INSTRUCCIONES DE LA TAREA >>
Sigue escribiendo el texto sobre el Alzheimer del padre a partir de su última oración.

FRAGMENTO SELECCIONADO >>
El próximo 16 de abril contaré once años desde la muerte de mi padre, y sin embargo el Alzheimer sigue acompañándome. Por un lado, lo padezco en las pesadillas que me devuelven a Don Luis enfermo. Por otro lado, lo enfrento cada vez que preparo algún texto para este blog.
Si a estos once años les sumo el lustro que duró la pesadilla real, aquélla que empezó con el anuncio del diagnóstico y terminó con el deceso liberador, entonces superé la década y media de convivencia con esta enfermedad neurodegenerativa. A contramano de lo que algunos entendidos sostienen, en ningún momento sentí que el tiempo transcurrido me haya ayudado a tomar distancia del sufrimiento que el Alzheimer provoca en quien lo padece y en su entorno.

INFORMACIÓN PROPORCIONADA >>
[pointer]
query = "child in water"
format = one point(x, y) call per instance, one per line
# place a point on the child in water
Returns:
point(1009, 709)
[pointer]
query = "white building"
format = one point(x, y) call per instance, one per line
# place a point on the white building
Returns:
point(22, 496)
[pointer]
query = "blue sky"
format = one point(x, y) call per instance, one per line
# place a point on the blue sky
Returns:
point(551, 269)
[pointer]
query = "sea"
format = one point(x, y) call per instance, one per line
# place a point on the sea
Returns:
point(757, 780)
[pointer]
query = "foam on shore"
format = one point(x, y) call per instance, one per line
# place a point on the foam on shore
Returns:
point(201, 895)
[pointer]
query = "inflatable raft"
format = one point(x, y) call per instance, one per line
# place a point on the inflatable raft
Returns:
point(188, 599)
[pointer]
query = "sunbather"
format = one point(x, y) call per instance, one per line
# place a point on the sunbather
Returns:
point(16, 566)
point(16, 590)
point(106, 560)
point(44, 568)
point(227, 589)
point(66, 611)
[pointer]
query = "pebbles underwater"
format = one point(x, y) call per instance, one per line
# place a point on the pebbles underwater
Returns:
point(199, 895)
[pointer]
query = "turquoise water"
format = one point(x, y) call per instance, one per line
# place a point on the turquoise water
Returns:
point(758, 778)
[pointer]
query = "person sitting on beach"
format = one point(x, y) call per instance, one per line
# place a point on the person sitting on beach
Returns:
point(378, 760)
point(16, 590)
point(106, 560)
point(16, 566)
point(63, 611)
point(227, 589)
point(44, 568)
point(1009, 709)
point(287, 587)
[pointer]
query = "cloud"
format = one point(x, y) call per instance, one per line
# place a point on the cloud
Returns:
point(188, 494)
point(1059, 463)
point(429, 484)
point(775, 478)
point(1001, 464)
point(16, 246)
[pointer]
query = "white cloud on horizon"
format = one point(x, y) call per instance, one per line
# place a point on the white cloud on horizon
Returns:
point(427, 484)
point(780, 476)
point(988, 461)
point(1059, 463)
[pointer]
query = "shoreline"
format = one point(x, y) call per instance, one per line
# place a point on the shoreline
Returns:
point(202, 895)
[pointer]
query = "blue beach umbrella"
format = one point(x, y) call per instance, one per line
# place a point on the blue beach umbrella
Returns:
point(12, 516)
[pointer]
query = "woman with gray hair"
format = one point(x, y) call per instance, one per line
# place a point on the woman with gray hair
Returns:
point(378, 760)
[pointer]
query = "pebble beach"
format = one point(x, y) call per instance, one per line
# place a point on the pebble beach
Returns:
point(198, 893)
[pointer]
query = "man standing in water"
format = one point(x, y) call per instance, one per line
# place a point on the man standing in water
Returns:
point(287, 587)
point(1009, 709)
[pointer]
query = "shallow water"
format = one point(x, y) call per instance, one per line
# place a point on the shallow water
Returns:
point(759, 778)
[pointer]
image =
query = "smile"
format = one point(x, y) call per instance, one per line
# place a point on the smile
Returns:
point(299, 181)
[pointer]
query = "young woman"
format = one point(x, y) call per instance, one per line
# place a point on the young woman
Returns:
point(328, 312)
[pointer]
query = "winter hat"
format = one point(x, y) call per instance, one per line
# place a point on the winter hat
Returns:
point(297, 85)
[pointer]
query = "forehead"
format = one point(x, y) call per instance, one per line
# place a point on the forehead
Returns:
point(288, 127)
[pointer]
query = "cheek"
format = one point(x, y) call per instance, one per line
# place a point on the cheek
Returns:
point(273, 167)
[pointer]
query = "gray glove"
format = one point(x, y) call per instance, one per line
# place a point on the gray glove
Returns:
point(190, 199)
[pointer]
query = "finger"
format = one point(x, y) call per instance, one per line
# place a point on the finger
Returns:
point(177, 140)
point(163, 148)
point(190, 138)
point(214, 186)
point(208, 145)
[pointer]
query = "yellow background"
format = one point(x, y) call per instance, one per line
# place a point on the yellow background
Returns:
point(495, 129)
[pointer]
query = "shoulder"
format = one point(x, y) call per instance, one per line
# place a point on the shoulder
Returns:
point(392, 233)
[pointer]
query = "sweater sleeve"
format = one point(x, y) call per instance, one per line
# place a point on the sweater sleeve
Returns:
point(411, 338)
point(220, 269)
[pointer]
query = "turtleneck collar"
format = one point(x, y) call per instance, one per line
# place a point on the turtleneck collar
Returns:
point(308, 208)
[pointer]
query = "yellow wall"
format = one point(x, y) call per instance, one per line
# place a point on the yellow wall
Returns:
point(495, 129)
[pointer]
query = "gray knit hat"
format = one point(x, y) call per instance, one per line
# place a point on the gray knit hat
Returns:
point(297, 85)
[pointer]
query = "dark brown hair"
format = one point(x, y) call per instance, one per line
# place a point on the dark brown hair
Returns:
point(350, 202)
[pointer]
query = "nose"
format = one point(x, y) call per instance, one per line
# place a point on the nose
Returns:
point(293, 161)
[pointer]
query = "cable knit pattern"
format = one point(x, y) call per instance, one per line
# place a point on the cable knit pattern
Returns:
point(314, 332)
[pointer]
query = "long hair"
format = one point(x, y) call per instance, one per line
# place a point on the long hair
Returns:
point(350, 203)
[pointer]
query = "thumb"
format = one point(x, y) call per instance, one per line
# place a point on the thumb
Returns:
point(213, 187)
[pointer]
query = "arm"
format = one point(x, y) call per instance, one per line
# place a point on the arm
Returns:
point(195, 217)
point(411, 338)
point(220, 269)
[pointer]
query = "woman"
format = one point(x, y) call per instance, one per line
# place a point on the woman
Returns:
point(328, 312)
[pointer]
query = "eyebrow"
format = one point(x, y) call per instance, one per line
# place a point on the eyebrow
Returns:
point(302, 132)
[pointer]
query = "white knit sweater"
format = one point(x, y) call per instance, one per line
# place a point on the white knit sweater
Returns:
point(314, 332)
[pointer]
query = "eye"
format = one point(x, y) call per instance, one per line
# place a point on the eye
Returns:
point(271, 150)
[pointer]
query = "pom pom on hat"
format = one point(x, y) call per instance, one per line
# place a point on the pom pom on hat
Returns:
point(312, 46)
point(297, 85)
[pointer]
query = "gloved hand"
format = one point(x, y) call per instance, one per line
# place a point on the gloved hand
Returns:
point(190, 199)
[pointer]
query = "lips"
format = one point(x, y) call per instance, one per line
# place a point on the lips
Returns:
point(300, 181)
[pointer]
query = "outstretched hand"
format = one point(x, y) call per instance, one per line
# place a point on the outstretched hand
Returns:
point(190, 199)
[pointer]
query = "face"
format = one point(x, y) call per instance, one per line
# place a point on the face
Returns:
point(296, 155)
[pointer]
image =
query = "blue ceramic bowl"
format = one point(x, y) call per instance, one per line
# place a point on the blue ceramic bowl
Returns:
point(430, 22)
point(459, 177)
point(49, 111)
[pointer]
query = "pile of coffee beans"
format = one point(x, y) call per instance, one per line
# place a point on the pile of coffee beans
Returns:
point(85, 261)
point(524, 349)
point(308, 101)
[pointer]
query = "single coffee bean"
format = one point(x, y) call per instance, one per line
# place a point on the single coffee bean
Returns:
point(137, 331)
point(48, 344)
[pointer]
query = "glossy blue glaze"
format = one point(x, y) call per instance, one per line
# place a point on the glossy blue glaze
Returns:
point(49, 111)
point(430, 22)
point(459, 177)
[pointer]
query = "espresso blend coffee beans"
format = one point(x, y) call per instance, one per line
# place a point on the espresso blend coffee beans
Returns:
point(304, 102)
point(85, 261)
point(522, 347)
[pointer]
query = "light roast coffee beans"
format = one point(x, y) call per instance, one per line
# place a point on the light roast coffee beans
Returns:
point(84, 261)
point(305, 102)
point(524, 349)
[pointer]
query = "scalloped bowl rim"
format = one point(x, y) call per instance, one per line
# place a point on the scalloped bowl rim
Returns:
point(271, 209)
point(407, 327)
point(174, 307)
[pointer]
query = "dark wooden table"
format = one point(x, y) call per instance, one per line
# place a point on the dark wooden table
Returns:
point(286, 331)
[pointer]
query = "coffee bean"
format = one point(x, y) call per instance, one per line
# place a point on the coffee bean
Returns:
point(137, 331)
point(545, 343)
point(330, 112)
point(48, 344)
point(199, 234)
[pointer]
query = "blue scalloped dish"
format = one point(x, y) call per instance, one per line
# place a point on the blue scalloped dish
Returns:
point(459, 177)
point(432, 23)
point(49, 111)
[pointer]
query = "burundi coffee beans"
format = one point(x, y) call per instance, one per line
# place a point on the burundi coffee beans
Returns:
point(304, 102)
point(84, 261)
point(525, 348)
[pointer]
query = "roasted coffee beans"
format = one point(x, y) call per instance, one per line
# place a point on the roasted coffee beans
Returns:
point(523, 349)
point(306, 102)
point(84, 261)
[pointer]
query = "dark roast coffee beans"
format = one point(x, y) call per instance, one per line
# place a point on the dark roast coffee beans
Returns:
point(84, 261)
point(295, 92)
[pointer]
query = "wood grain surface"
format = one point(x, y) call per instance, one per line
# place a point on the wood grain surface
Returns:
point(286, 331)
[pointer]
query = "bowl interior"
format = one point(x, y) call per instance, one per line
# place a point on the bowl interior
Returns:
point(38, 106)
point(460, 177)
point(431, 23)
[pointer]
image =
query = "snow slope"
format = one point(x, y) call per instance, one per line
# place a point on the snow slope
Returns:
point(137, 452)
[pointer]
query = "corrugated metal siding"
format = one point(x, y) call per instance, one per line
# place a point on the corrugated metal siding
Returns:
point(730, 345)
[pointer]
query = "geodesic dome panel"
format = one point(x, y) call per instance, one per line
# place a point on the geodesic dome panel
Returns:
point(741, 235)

PROBLEMA RESUELTO >>
Será por eso que me cuesta encontrarles sentido a los chistes inspirados en la definición más básica del mal bautizado en honor a Don Alois. Entiendo que sus autores no tienen intención ofensiva, que sólo buscan bromear sobre el o (los) olvido(s), y que el Alzheimer les ofrece una hipérbole tentadora. En una, dos oportunidades coqueteé con la idea de que el humor también aporta en términos de difusión.